### What you have to do:
Count the lines in the records below that contain the string "green", treating uppercase and lowercase letters as different. Reply with only that number.

### Dataset content:
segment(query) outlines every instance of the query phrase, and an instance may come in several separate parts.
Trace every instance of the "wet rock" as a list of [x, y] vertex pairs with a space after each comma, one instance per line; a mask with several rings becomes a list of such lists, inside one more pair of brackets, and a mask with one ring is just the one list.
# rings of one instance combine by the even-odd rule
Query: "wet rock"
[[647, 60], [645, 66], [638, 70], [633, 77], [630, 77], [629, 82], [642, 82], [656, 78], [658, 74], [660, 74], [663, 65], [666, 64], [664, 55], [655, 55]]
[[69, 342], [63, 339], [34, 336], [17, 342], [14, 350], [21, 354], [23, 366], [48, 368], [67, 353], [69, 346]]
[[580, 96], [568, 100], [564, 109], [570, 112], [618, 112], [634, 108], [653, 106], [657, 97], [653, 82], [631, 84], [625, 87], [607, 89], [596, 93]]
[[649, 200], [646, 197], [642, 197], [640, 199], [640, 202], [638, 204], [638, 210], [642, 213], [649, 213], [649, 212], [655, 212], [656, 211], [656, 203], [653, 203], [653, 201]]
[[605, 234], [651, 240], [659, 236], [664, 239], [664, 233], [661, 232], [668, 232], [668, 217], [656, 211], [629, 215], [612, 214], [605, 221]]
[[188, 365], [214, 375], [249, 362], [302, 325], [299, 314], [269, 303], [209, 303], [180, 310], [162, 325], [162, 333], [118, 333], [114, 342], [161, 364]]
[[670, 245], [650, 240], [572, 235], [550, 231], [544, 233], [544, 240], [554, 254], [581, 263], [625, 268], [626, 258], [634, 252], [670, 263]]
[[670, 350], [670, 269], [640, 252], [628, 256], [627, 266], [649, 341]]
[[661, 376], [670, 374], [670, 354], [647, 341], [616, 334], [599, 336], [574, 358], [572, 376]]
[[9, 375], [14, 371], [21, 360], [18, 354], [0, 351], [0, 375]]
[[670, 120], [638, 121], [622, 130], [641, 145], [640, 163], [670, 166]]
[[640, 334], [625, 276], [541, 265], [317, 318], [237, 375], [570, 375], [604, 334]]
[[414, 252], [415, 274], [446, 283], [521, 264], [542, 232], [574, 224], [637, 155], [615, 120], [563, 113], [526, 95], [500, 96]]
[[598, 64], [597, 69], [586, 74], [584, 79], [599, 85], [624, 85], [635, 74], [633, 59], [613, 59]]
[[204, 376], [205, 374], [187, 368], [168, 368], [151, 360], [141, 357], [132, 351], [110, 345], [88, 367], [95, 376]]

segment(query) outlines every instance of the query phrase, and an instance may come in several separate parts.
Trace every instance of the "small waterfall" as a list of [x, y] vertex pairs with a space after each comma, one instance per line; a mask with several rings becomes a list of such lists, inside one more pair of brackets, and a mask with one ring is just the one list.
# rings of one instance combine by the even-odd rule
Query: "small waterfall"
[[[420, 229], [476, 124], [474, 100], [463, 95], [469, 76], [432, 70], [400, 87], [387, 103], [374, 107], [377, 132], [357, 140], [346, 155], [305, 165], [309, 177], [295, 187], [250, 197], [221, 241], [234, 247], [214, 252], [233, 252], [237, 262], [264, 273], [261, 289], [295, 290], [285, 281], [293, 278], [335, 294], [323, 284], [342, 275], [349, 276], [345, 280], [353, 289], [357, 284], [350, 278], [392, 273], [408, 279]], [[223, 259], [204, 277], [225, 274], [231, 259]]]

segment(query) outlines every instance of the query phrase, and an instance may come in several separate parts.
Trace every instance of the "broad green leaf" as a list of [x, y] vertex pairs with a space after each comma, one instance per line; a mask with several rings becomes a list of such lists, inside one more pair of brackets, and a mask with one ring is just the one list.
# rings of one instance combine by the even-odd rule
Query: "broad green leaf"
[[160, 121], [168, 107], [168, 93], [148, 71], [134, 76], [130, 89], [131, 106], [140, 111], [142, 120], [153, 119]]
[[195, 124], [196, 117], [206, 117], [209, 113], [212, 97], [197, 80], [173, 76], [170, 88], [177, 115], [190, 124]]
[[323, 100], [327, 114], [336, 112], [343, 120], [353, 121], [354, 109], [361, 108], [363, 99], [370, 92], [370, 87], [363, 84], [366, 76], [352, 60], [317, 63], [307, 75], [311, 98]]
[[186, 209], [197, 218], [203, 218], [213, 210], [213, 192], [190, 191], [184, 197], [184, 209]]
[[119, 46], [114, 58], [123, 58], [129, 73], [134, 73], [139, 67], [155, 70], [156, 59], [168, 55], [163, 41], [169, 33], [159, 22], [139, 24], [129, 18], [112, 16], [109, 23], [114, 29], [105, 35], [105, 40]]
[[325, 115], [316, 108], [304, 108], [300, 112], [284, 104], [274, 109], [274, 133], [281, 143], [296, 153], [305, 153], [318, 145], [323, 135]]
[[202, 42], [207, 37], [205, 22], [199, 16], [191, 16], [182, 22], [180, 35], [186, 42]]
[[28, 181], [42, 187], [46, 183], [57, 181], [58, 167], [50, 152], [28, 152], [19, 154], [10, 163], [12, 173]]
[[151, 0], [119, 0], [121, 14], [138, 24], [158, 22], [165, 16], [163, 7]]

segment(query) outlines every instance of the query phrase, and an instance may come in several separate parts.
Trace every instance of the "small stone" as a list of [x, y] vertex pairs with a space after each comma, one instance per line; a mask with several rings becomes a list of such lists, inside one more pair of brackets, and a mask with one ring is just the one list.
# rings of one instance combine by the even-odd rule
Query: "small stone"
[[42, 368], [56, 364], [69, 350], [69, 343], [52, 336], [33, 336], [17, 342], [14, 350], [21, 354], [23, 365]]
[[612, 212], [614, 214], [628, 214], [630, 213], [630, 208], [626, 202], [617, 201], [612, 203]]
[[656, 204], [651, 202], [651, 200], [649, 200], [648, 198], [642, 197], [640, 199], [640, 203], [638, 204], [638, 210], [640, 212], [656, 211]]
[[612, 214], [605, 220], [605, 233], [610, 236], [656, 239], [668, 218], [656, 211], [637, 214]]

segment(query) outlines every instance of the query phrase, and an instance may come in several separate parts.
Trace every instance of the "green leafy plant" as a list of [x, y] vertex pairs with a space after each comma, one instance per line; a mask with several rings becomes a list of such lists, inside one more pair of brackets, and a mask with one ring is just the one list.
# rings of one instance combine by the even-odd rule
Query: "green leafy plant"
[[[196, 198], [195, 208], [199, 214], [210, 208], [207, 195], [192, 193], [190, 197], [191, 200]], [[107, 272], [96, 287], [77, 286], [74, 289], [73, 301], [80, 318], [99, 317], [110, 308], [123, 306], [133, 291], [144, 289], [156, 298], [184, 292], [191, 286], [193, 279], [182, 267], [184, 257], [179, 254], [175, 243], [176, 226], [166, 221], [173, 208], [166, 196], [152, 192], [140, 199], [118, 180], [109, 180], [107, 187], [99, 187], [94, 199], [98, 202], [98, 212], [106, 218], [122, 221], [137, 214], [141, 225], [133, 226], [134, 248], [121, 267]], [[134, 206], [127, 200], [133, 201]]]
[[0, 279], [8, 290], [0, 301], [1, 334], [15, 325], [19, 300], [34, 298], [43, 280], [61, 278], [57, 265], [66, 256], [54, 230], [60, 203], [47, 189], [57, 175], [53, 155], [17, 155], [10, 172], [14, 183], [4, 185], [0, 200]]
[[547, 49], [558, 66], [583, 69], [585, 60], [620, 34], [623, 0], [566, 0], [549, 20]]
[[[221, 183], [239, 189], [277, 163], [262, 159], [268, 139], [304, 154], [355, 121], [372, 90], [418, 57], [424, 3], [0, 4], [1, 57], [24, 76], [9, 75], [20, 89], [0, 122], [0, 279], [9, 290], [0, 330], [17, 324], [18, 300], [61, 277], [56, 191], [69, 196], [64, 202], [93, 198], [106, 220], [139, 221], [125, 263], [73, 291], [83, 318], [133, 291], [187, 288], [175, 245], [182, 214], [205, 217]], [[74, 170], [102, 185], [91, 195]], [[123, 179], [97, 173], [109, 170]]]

### Finished exercise:
4